There’s something special about hiking with your kids, grandkids or whatever kids are in your life. It’s just exhilarating to spend time in the fresh air and explore the outdoors together. Whether you’re a seasoned hiker yourself or just starting to visit the trails in your local area, there’s no reason to leave the kids behind.Hiking can help kids develop new skills, spark their interest in the natural world and boost everyone’s mood. You’re also encouraging kids to try new hobbies and establish healthy habits they’ll carry into adulthood. Why not set aside a few hours on your next PD day and check out a trail in your region? Here’s a few tips to make happy hikers out of the kids in your life.

Start small and short
For your first few outings – especially if you’ve got younger kiddos – pick short, manageable walks close to home, where the terrain isn’t too rocky, uneven or sloped. Think about visiting your local community park, salt marsh or beach. Pick a trail that’s no more than two kilometres long – it’s not time to scratch a hike off your bucket list! As you head out more often, you can work your way up to longer treks.

Keep in mind that many trails across Nova Scotia are accessible for people who use wheelchairs or strollers – check this list for suggestions.

Stay positive (and pack snacks!)
It’s key to help kids feel safe on their first few adventures. Stay upbeat and calm, even if you’re walking slower than usual, the weather changes or you take a stumble on the path. If you’re having a good time, it will rub off on the kids.

To keep spirits up, ensure everyone has packed their water bottle and ask the kids to pick a few easy snacksapples, banana chocolate chip muffins and no-bake energy balls are great ideas. Get the kids to pick the picnic spot! Remember to “pack it in and pack it out” and leave no trace of garbage or food behind. Don’t toss your apple core or banana peel into the woods – organic food scraps like that are still litter and can attract animals and take months to decompose.

Dress for the weather
Always check the weather forecast and dress accordingly. In colder months, be sure to bring warm clothes, gloves and hats, plus extra socks. Dress in layers, so you and the kids stay comfortable if the sun decides to warm things up. Remember, ticks are active until temps are consistently below 4°C, so tuck your socks into your boots if you’ll be walking in tall grass or vegetation.

Wear sturdy footwear or boots. If you or your kids are prone to sprained ankles, get your child to find a walking stick or bring along Nordic walking poles (old ski poles are great!) for extra stability on the path. Many libraries and community centres loan them out. Walking with poles or a stick is fun and for younger kids, it can delay the time before they’re asking to be carried.

Data shown:
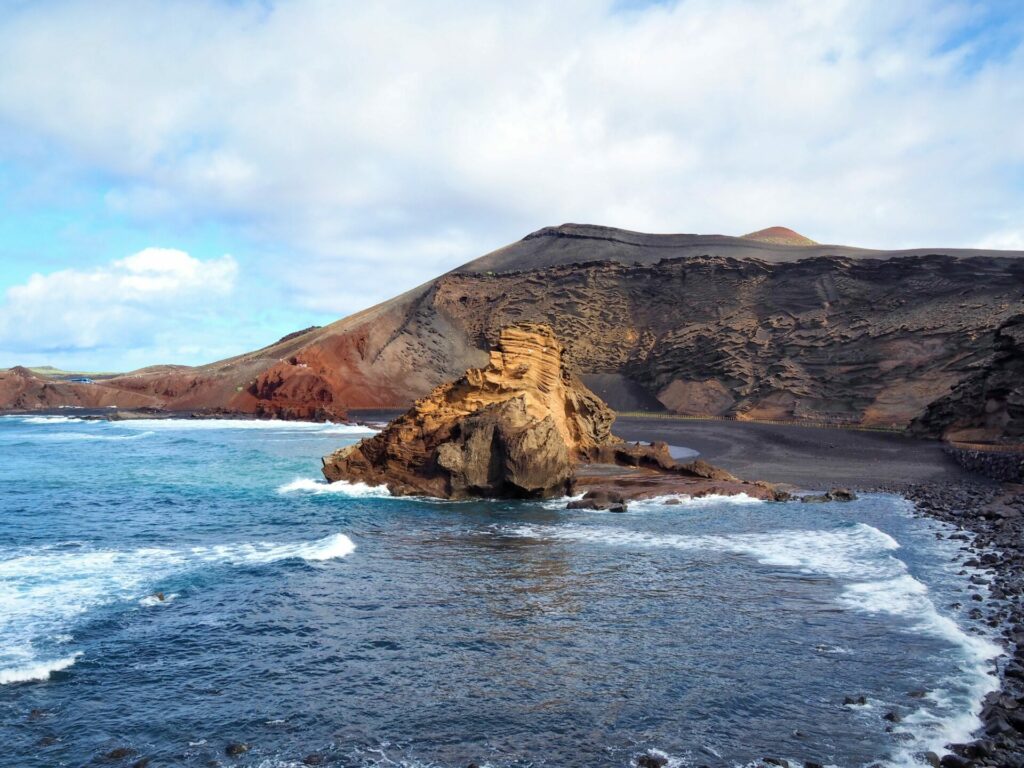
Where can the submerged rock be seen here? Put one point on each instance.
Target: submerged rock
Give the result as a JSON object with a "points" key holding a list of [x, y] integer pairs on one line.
{"points": [[236, 749], [602, 500], [836, 495], [512, 429]]}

Work to complete:
**A.** In the hiking tips, how long should a trail be for the first few outings with kids?
**B.** Summarize the hiking tips in two sentences.
**C.** Proceed with the hiking tips from where they stop.
The lines aren't needed for any of this work.

Results:
**A.** No more than two kilometers long.

**B.** Hiking with kids helps them build new skills, spark an interest in nature and form healthy habits. To make it go well, start with short, easy trails close to home, stay positive and bring water and snacks, leave no trash behind, and dress for the weather with layers and sturdy footwear.

**C.**
Make it fun
Play an impromptu game of Eye Spy or do a scavenger hunt to keep the kids on their toes. For something more organized, check out Earth Adventures for kid-friendly, self-guided activities on more than 30 short trails in Halifax and the Annapolis Valley. The website includes a printable poster kids can use to track their progress.

Get the kids involved in identifying the plants, trees, bugs and animals you come across on the trail. Free apps can help: try iNaturalist for plants and bugs, and BirdNET for birds. It’s tempting to pluck leaves, buds and bark from plants and trees you encounter, but do your best to avoid disturbing plants. Just think of all the people passing by the same plant and the toll that will take if everybody takes a sample.

Try something new
Once the snowy weather arrives, try snowshoeing. Kids love it and it’s a fun way to travel easily over deeper snow. Check with your local library, municipality or a community centre to borrow snowshoes for your family. Once again, using ski or Nordic poles when you snowshoe will help you keep your balance while you and the kids get the hang of it!

Adjust expectations
Don’t be hard on yourself if things don’t go as planned, especially for the first few hikes. It’s OK if you have to turn around early or don’t make it to the sightline. Consider connecting with other young hikers. Hike Nova Scotia keeps an updated list of family-friendly hiking groups in the province.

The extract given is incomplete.